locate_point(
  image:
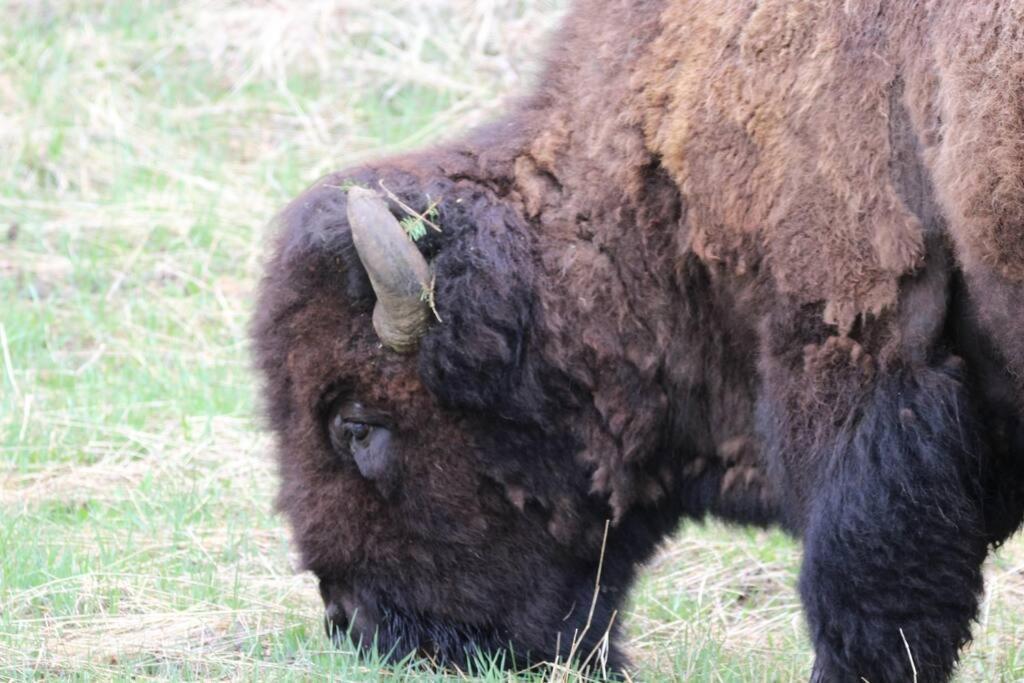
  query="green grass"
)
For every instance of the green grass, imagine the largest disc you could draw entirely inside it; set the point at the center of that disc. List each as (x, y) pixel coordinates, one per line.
(143, 146)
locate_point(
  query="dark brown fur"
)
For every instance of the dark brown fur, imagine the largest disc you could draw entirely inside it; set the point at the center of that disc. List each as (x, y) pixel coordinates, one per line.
(762, 260)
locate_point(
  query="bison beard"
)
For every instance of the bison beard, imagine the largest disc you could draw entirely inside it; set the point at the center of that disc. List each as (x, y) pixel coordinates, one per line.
(758, 260)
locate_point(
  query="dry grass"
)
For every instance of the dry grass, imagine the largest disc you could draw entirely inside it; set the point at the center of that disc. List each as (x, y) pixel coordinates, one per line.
(143, 145)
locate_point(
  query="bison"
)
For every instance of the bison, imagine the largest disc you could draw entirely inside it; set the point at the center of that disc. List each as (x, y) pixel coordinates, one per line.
(755, 259)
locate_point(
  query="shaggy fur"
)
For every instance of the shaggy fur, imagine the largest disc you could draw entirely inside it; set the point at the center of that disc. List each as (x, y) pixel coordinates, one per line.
(760, 260)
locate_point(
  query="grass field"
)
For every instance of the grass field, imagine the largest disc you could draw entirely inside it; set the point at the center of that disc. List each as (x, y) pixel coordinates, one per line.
(143, 146)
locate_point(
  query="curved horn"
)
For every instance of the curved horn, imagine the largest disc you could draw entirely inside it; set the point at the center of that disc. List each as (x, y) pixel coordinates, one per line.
(397, 270)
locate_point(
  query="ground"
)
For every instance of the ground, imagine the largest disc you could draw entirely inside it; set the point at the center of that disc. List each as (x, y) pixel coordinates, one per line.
(143, 146)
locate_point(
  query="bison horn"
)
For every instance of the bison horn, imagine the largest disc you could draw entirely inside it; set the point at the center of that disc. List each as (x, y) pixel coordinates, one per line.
(397, 270)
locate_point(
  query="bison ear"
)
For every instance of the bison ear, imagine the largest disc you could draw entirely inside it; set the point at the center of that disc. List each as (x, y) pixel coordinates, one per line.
(484, 353)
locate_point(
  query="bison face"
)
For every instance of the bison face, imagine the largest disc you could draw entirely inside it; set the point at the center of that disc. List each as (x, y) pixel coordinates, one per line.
(437, 494)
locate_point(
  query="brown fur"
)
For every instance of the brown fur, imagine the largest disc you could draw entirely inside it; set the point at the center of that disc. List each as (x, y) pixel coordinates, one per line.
(694, 258)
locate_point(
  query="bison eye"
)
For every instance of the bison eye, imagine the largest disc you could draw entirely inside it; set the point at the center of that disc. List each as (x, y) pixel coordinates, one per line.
(346, 433)
(363, 436)
(356, 431)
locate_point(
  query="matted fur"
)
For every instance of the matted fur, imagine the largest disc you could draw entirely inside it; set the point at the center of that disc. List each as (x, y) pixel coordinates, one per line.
(761, 260)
================================
**Required work**
The records above are to be quoted exactly, with all pictures left out.

**Output below**
locate_point(
  image:
  query="green grass"
)
For every instance of the green grass, imagine the largest disc you could draw entirely inside it; set the point at the center of that disc. List each as (x, y) pixel coordinates, one per line.
(143, 146)
locate_point(
  query="dark brown fur"
)
For every instance of the dark brown fur, imagine the largest disc you could draw entirely inside it; set the point at the center of that disc. List each as (x, y) pixel coordinates, one per line.
(762, 260)
locate_point(
  query="bison beard"
)
For every instance of the bison beard, imagine the largest disc you could draw entirely inside it; set the point at the center of that disc. List each as (x, y) pixel coordinates, one per line.
(758, 260)
locate_point(
  query="dry grass"
)
For every instance of the dry grass, imagine the largest disc you could draw entirely inside it; set the point at the center of that disc. List each as (x, y) pixel coordinates, one per line.
(143, 145)
locate_point(
  query="bison"
)
For every instance of the bison, imagine the largest disc you could draw entirely inside it; set the point at the center of that disc. List each as (x, y) pixel coordinates, one per line.
(755, 259)
locate_point(
  query="shaggy fur"
)
For every instance of the shaggy fur, imagine the largest disc you could draw entirely inside it; set the point at the center of that disc. List each as (x, y) pixel coordinates, one per line.
(760, 260)
locate_point(
  query="grass field"
)
For every instance of the grass field, imagine the largest disc you could draw entirely inside it; set the point at the center of that disc. List each as (x, y) pixel coordinates, one per line.
(143, 146)
locate_point(
  query="curved horn"
)
For every instance of the curved horn, imagine the largest disc you could draw entirely inside it; set the point at the center of that disc. List each as (x, y) pixel coordinates, one per line.
(397, 270)
locate_point(
  query="ground"
)
For every instance of the ground, imagine the largest disc you could draw entirely inside it; set the point at the center of that disc. List each as (x, y) pixel coordinates, one per line.
(143, 146)
locate_point(
  query="bison horn"
)
For every instance of the bison horn, imagine the largest disc you could draw entirely inside it; set the point at the center of that disc. List each as (x, y) pixel coordinates, one per line.
(397, 270)
locate_point(
  query="bison ear"
)
For every instance of the bison ear, imagine the largest disc you could draw entirely inside it; set the point at the center of that disc. List each as (x, y) pixel coordinates, one per line.
(484, 353)
locate_point(
  query="bison face"
)
For every instance of the bison face, imagine the largest disc you could draw entirely inside it; set the point at the center of that disc. List each as (x, y) pixel coordinates, one per line.
(437, 494)
locate_point(
  query="brown fur"
)
For every instance of the brown fur, imagine the largest disc you could draw entirely inside it; set the point at the center of that disc. List each as (x, y) pixel coordinates, one per line.
(694, 258)
locate_point(
  query="bison eye"
)
For every instance of the bison eye, imagine the largest disc you could draw entirely inside it; set the point at the center of that disc. List each as (x, y) pixel coordinates, one per line.
(346, 433)
(363, 436)
(356, 431)
locate_point(
  query="matted fur"
)
For every instance of the matted fur, imagine the largest disc you could draw entirely inside it; set the point at the center of that disc. List each as (x, y) pixel coordinates, one per line.
(761, 260)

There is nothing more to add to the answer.